DIRECTIONS
Quote the entries from the line containing "Exercise. Point out the wooden ceiling" through the line containing "point(1252, 850)", word for word, including both of those lines.

>> START DATASET CONTENT

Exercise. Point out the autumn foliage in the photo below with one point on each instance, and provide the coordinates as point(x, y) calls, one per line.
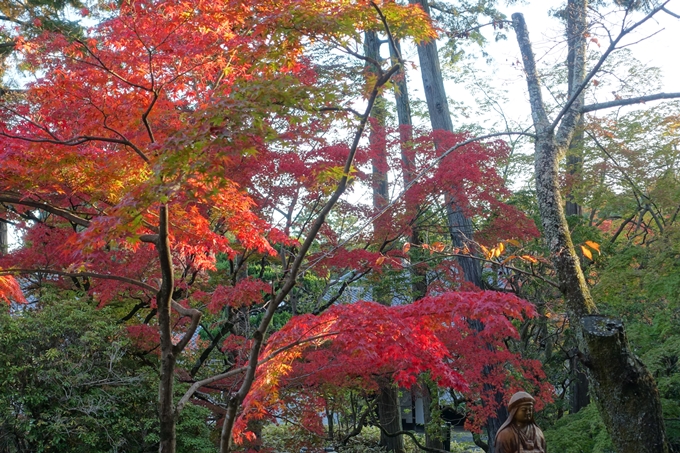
point(354, 346)
point(221, 115)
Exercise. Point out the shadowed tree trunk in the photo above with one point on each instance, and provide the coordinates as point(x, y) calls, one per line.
point(460, 227)
point(624, 390)
point(401, 97)
point(388, 394)
point(4, 238)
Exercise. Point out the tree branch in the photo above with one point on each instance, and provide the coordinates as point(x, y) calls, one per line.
point(612, 46)
point(538, 113)
point(629, 101)
point(68, 215)
point(119, 278)
point(408, 186)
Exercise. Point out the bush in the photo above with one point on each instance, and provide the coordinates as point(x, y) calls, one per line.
point(583, 432)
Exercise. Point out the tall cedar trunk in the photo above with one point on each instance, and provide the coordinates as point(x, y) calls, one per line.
point(388, 398)
point(4, 238)
point(460, 227)
point(624, 390)
point(419, 272)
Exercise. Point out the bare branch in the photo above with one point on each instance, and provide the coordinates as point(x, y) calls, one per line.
point(119, 278)
point(408, 186)
point(665, 10)
point(612, 46)
point(629, 101)
point(68, 215)
point(538, 113)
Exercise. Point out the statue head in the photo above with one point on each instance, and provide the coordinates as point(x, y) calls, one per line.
point(521, 409)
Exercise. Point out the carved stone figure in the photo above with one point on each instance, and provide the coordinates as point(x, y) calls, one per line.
point(519, 433)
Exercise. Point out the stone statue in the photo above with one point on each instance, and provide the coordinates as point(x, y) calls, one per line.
point(519, 433)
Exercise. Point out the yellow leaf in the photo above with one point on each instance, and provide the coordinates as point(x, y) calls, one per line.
point(593, 245)
point(529, 258)
point(438, 246)
point(586, 252)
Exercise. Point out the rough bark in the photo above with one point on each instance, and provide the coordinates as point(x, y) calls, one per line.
point(388, 399)
point(401, 97)
point(627, 395)
point(624, 390)
point(4, 238)
point(168, 358)
point(390, 417)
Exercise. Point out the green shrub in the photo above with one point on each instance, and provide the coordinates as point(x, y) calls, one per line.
point(583, 432)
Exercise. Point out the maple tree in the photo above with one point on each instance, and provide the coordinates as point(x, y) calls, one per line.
point(186, 162)
point(357, 345)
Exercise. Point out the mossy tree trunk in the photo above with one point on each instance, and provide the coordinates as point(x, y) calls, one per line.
point(624, 390)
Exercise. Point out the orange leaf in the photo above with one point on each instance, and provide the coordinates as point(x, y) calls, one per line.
point(593, 245)
point(438, 246)
point(529, 258)
point(587, 253)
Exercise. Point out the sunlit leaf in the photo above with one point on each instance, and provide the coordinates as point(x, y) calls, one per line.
point(586, 252)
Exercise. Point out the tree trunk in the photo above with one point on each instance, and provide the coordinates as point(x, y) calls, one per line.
point(389, 415)
point(460, 227)
point(4, 238)
point(164, 299)
point(401, 97)
point(624, 390)
point(432, 440)
point(578, 392)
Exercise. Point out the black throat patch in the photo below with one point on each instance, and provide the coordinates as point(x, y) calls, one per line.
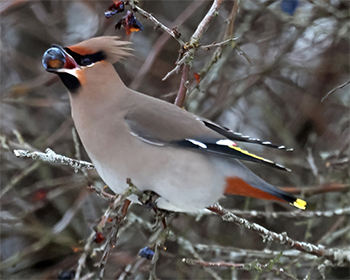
point(71, 82)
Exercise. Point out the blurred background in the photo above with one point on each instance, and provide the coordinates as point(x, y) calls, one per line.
point(269, 85)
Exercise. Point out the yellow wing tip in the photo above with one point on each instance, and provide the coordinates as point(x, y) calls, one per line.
point(299, 203)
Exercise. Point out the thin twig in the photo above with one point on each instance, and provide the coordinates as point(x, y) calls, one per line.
point(291, 215)
point(193, 43)
point(335, 89)
point(156, 22)
point(221, 44)
point(51, 156)
point(334, 255)
point(181, 94)
point(240, 266)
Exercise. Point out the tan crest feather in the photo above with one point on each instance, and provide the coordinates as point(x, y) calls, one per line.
point(110, 45)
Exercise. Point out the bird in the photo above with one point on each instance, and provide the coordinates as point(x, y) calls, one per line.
point(190, 162)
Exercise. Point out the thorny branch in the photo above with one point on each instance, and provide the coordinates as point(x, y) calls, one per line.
point(334, 255)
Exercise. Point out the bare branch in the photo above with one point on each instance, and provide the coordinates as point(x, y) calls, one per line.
point(181, 95)
point(334, 255)
point(51, 156)
point(335, 89)
point(221, 44)
point(156, 22)
point(240, 266)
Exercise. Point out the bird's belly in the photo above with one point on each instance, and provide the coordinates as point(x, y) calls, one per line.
point(186, 180)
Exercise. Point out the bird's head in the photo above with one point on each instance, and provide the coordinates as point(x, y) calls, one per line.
point(89, 58)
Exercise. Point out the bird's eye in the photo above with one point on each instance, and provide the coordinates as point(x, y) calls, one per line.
point(86, 61)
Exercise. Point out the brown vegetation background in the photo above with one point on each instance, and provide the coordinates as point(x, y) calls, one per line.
point(268, 84)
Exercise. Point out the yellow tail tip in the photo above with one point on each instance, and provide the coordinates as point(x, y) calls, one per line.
point(299, 203)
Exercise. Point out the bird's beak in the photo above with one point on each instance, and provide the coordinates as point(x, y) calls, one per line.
point(56, 59)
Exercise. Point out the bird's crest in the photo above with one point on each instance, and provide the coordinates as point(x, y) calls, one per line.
point(110, 46)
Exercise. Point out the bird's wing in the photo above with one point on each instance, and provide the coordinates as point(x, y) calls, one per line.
point(236, 136)
point(170, 125)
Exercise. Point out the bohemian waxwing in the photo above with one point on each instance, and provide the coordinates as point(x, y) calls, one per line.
point(190, 162)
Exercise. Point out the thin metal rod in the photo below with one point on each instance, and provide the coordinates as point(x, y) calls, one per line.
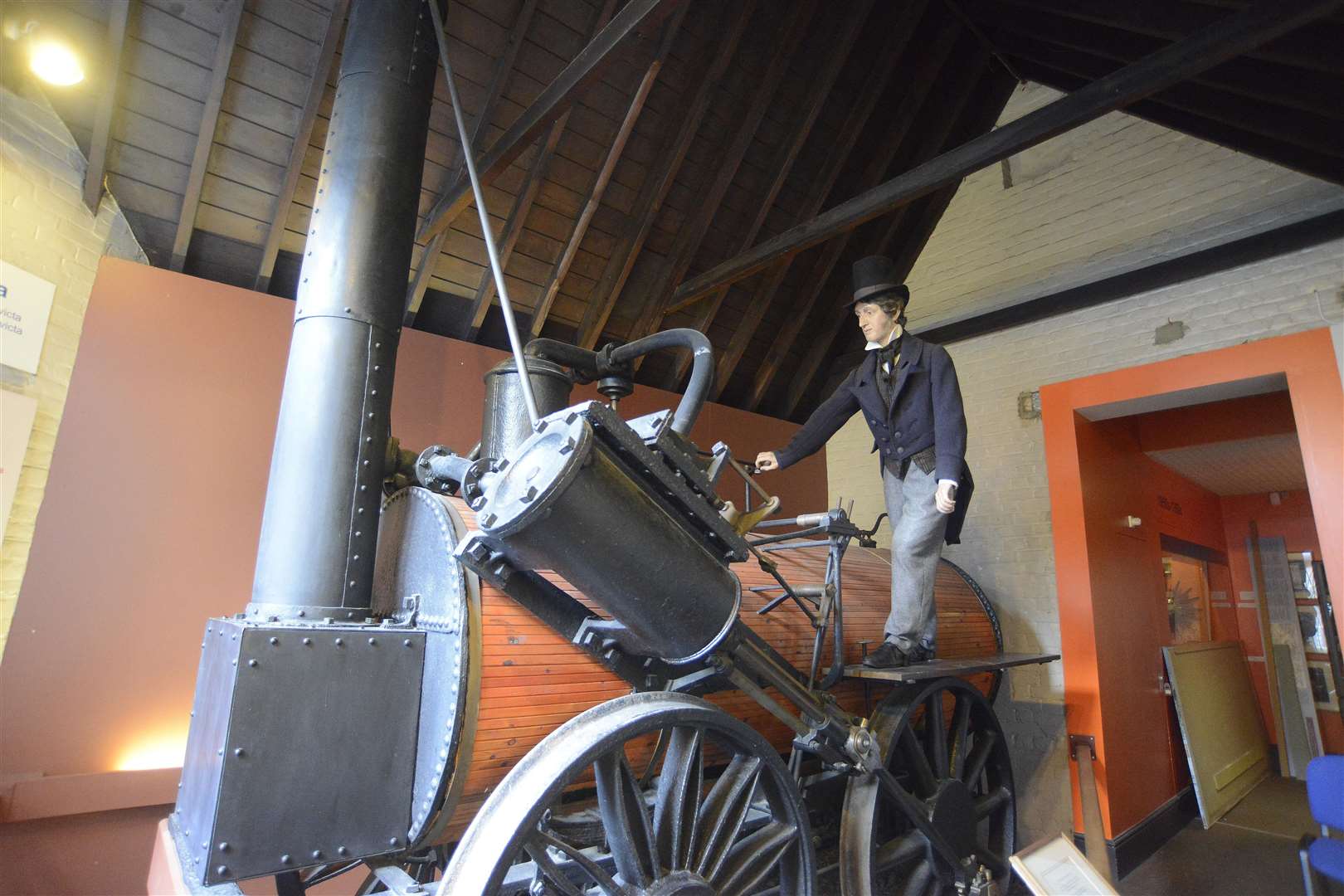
point(505, 305)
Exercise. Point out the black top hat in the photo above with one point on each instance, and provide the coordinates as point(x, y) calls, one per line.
point(877, 275)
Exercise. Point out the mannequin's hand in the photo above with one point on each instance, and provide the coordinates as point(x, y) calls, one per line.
point(947, 497)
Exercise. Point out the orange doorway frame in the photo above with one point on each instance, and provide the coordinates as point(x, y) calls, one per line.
point(1309, 366)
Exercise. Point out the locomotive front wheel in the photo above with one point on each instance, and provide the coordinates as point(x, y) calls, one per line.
point(722, 817)
point(942, 742)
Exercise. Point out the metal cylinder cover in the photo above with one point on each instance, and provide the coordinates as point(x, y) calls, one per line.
point(504, 422)
point(563, 504)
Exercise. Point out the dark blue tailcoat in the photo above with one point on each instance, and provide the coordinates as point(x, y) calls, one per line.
point(925, 410)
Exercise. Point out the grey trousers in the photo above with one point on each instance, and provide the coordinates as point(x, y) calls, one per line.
point(917, 529)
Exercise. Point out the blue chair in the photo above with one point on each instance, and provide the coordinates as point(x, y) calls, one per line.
point(1322, 857)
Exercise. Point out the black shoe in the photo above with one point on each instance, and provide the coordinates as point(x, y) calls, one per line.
point(889, 655)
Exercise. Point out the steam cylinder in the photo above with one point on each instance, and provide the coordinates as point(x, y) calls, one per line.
point(505, 423)
point(563, 504)
point(320, 522)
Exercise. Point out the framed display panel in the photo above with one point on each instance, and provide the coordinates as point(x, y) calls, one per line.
point(1055, 867)
point(1220, 723)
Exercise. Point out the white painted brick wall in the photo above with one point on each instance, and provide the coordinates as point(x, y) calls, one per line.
point(47, 230)
point(1118, 192)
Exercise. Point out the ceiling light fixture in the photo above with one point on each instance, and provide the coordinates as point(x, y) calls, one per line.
point(56, 63)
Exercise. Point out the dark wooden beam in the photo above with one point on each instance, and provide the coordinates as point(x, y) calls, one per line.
point(119, 12)
point(631, 24)
point(929, 63)
point(1280, 152)
point(321, 73)
point(1259, 80)
point(523, 204)
point(659, 180)
point(499, 80)
point(604, 176)
point(788, 153)
point(1301, 129)
point(1183, 60)
point(724, 168)
point(898, 238)
point(1313, 49)
point(230, 17)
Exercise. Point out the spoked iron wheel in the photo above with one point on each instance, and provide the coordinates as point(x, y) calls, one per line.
point(722, 817)
point(942, 742)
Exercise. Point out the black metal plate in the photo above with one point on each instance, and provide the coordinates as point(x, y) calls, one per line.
point(320, 748)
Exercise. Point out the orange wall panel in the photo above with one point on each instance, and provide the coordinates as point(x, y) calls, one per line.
point(1307, 360)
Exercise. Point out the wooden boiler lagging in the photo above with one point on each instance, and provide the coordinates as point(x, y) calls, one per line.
point(533, 680)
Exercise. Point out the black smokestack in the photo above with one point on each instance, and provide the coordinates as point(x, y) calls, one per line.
point(320, 524)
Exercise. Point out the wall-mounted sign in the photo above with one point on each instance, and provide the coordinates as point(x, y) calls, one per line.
point(17, 412)
point(24, 308)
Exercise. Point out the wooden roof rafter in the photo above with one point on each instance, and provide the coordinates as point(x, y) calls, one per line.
point(308, 117)
point(1118, 90)
point(937, 130)
point(788, 155)
point(628, 26)
point(119, 15)
point(604, 176)
point(227, 39)
point(691, 232)
point(424, 269)
point(929, 60)
point(659, 180)
point(523, 201)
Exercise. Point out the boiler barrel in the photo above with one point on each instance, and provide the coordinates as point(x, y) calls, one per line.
point(533, 680)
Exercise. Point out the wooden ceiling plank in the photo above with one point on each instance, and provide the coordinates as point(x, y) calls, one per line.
point(604, 176)
point(691, 232)
point(523, 204)
point(1307, 162)
point(499, 80)
point(656, 184)
point(316, 89)
point(932, 60)
point(206, 134)
point(119, 14)
point(912, 242)
point(1259, 80)
point(555, 99)
point(1171, 65)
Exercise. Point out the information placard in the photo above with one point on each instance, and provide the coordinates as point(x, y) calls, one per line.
point(1055, 868)
point(24, 308)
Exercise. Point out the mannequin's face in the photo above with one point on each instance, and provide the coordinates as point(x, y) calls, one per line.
point(877, 324)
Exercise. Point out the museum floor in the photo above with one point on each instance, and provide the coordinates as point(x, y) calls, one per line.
point(1252, 850)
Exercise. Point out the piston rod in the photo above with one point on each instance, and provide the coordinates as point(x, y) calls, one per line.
point(487, 231)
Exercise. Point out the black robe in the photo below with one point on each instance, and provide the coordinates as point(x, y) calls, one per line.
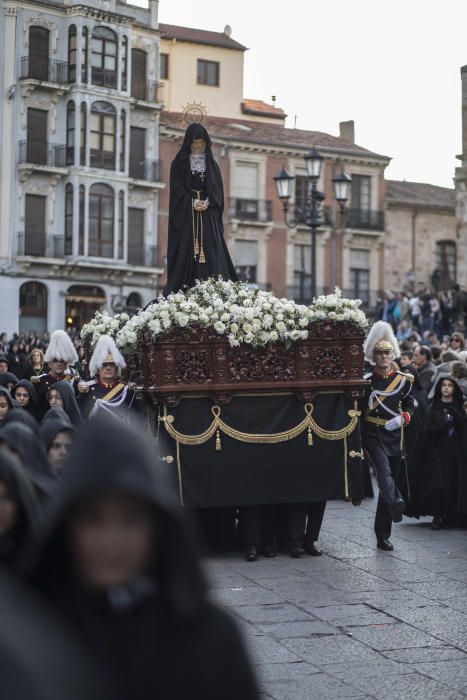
point(183, 267)
point(167, 640)
point(438, 469)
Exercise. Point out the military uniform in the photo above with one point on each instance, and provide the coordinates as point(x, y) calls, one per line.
point(388, 398)
point(117, 398)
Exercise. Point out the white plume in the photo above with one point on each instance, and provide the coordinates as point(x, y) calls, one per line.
point(381, 330)
point(105, 346)
point(61, 348)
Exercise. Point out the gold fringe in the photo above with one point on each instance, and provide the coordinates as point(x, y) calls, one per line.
point(218, 425)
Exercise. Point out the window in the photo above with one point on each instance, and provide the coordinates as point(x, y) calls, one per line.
point(84, 55)
point(70, 133)
point(82, 133)
point(69, 219)
point(102, 136)
point(164, 72)
point(138, 74)
point(32, 307)
point(302, 273)
point(208, 72)
point(246, 260)
point(101, 221)
point(72, 51)
point(124, 63)
point(136, 236)
point(81, 221)
point(360, 275)
point(122, 139)
point(121, 210)
point(446, 264)
point(104, 57)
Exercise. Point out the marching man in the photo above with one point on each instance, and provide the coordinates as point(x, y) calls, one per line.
point(106, 392)
point(387, 408)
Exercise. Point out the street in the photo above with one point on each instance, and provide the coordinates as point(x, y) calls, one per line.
point(356, 622)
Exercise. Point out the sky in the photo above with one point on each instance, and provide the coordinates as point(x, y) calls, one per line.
point(394, 68)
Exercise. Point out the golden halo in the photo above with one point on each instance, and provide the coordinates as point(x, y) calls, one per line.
point(193, 113)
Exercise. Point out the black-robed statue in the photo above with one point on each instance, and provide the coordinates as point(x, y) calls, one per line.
point(196, 246)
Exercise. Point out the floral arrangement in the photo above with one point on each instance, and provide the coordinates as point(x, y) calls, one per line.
point(102, 324)
point(241, 313)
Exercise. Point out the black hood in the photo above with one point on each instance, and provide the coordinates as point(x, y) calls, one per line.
point(24, 442)
point(7, 378)
point(70, 405)
point(51, 427)
point(26, 384)
point(108, 460)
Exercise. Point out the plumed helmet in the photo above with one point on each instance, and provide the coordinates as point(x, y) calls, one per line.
point(380, 337)
point(106, 351)
point(61, 348)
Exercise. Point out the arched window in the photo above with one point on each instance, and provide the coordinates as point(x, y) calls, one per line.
point(138, 74)
point(122, 139)
point(70, 133)
point(38, 53)
point(121, 210)
point(81, 221)
point(69, 219)
point(72, 51)
point(32, 307)
point(124, 63)
point(82, 133)
point(103, 117)
point(101, 221)
point(104, 57)
point(84, 55)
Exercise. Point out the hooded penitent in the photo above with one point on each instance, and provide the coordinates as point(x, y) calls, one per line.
point(191, 232)
point(380, 337)
point(23, 442)
point(157, 637)
point(70, 405)
point(21, 491)
point(106, 351)
point(438, 467)
point(61, 348)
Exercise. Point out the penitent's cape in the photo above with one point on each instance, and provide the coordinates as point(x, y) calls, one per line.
point(182, 268)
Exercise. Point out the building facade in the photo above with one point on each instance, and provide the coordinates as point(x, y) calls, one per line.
point(80, 162)
point(423, 245)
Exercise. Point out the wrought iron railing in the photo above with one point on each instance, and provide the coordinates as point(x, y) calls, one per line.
point(250, 209)
point(37, 152)
point(47, 70)
point(39, 244)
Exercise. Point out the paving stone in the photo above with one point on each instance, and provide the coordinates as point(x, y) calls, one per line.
point(400, 636)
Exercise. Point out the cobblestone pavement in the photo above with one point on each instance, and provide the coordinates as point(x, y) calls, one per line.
point(356, 622)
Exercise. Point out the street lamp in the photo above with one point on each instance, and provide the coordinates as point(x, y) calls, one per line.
point(284, 186)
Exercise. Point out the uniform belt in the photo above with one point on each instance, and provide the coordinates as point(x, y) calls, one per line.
point(376, 421)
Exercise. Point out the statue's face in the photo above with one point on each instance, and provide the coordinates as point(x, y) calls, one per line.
point(198, 146)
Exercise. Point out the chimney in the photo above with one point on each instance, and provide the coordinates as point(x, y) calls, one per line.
point(347, 131)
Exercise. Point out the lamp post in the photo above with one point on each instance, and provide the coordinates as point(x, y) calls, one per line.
point(284, 187)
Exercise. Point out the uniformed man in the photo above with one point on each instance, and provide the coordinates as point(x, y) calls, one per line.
point(387, 408)
point(60, 357)
point(106, 391)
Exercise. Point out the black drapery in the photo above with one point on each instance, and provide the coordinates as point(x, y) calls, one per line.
point(182, 267)
point(242, 474)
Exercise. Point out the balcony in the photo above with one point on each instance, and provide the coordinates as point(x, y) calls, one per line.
point(41, 154)
point(104, 77)
point(145, 256)
point(146, 90)
point(39, 245)
point(259, 210)
point(44, 70)
point(147, 171)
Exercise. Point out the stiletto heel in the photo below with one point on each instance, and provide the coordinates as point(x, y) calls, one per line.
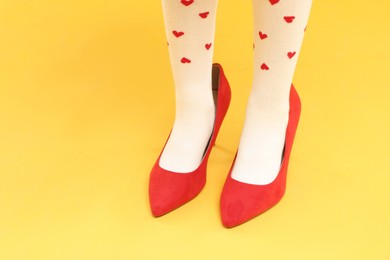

>> END DATASET CONTENT

THE RESPONSE
Exercise. Point out the wooden ceiling plank in the photo above with one point on each instance, and provide the coordinates as point(x, y) calls, one per line.
point(604, 176)
point(691, 232)
point(523, 204)
point(1307, 162)
point(499, 80)
point(656, 184)
point(316, 89)
point(932, 60)
point(206, 134)
point(119, 14)
point(912, 242)
point(1259, 80)
point(555, 99)
point(1171, 65)
Exercise. Point out the information placard in the photo above with one point on each instance, and provide the coordinates as point(x, y) calls, one per line.
point(1055, 868)
point(24, 308)
Exercise. Point out the mannequin's face in the photo above with one point on each instance, and provide the coordinates as point(x, y) calls, one per line.
point(877, 324)
Exercise. Point out the museum floor in the photo above with one point on each instance, and provide the coordinates as point(x, y) calls, one per line.
point(1252, 850)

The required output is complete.